▶

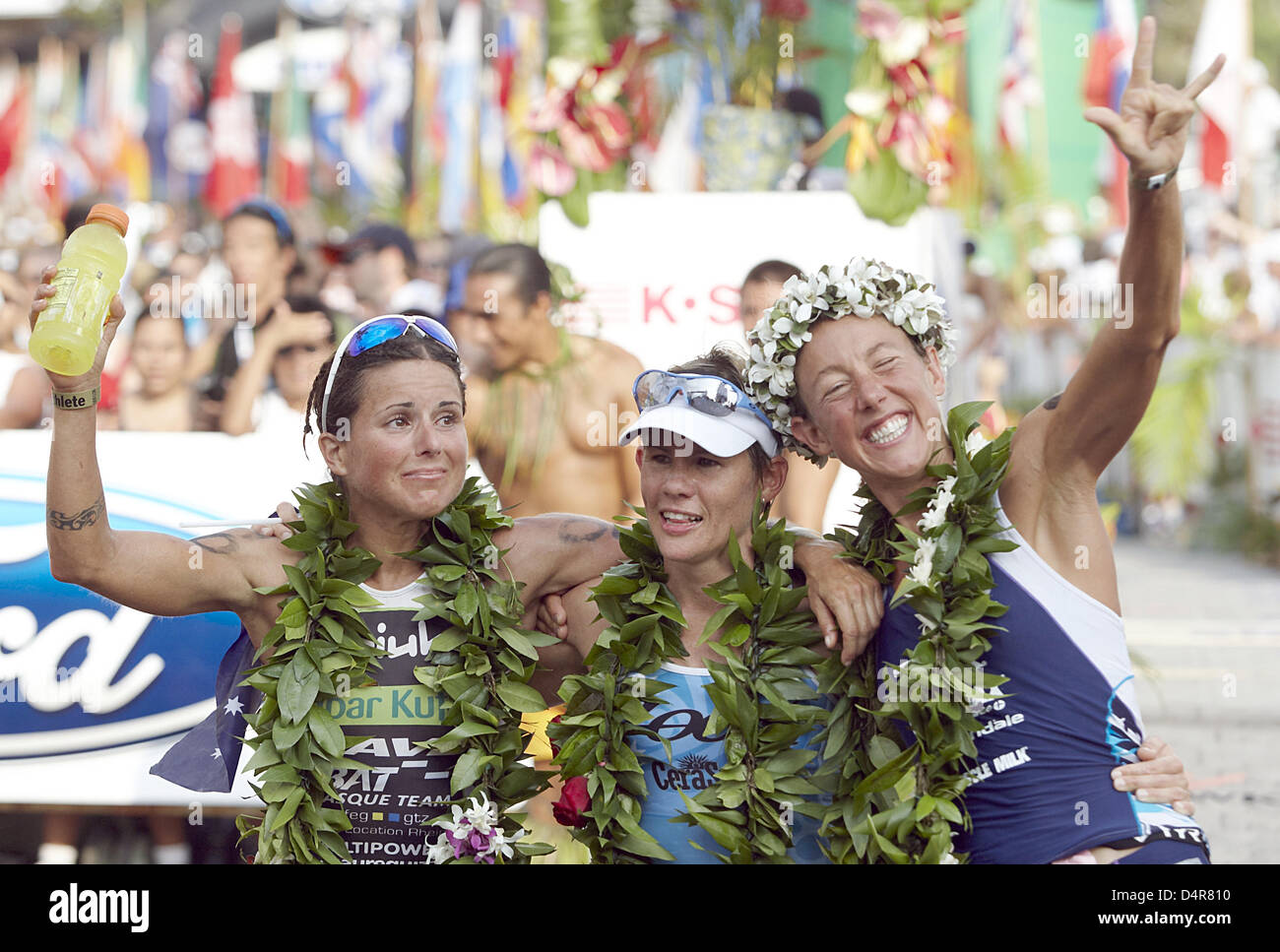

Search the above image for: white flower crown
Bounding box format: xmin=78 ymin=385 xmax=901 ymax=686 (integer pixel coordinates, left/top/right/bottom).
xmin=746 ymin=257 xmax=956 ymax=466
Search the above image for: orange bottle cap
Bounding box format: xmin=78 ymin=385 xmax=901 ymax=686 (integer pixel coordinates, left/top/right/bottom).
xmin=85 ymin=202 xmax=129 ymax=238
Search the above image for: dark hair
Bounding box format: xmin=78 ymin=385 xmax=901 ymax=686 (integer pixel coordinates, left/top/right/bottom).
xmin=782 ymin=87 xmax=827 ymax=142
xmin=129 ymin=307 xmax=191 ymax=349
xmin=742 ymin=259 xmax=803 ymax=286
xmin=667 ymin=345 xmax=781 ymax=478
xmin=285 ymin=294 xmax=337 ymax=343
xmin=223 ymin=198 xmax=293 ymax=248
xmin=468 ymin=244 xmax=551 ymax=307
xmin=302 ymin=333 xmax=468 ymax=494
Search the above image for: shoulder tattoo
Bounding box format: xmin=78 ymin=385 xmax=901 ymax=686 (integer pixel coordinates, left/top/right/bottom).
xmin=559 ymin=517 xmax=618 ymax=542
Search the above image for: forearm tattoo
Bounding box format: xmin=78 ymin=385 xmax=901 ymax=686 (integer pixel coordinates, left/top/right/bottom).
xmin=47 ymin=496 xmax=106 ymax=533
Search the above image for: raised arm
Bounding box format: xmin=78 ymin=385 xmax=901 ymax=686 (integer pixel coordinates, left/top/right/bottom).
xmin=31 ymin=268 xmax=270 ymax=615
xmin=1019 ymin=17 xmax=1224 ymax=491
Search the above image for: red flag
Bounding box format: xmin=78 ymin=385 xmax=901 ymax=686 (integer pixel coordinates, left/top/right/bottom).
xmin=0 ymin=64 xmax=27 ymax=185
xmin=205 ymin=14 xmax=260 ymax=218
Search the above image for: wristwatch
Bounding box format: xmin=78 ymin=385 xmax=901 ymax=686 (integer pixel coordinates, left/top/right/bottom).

◀

_Written request_: Copy the listing above word for word, leaving out the picture.

_Output for this exercise_:
Search the above image for: white flower crown
Bounding box format: xmin=78 ymin=385 xmax=901 ymax=686 (integer pixel coordinates, left/top/right/bottom).
xmin=746 ymin=257 xmax=956 ymax=466
Search the above image for: orange bottle cap
Bounding box format: xmin=78 ymin=385 xmax=901 ymax=686 (integer pixel coordinates, left/top/right/bottom).
xmin=85 ymin=202 xmax=129 ymax=238
Search the above image for: dark hair
Bounding box format: xmin=78 ymin=385 xmax=901 ymax=686 (integer pixel coordinates, left/top/right/bottom).
xmin=782 ymin=87 xmax=827 ymax=142
xmin=129 ymin=307 xmax=191 ymax=349
xmin=742 ymin=259 xmax=803 ymax=286
xmin=667 ymin=345 xmax=781 ymax=478
xmin=285 ymin=294 xmax=337 ymax=343
xmin=223 ymin=198 xmax=293 ymax=248
xmin=468 ymin=244 xmax=551 ymax=307
xmin=302 ymin=333 xmax=468 ymax=494
Search the above image for: shoulder tattoo
Bounding box format: xmin=78 ymin=385 xmax=901 ymax=686 (integer pixel coordinates, left/top/right/bottom).
xmin=559 ymin=517 xmax=618 ymax=542
Search the above image for: forearm tattoo
Bounding box format: xmin=78 ymin=385 xmax=901 ymax=686 (integer pixel coordinates, left/top/right/bottom).
xmin=47 ymin=496 xmax=106 ymax=533
Search the above image for: raised arm
Bounding box format: xmin=78 ymin=385 xmax=901 ymax=686 (integer pixel coordinates, left/top/right/bottom).
xmin=31 ymin=268 xmax=270 ymax=615
xmin=1019 ymin=17 xmax=1224 ymax=491
Search the above image for: red flag
Bounding box format: xmin=78 ymin=385 xmax=901 ymax=686 (integer pixel coordinates, left/top/right/bottom).
xmin=0 ymin=64 xmax=27 ymax=185
xmin=205 ymin=14 xmax=260 ymax=218
Search the above image for: wristwatch
Bounding box format: xmin=78 ymin=385 xmax=901 ymax=686 (integer pixel coordinates, left/top/right/bottom).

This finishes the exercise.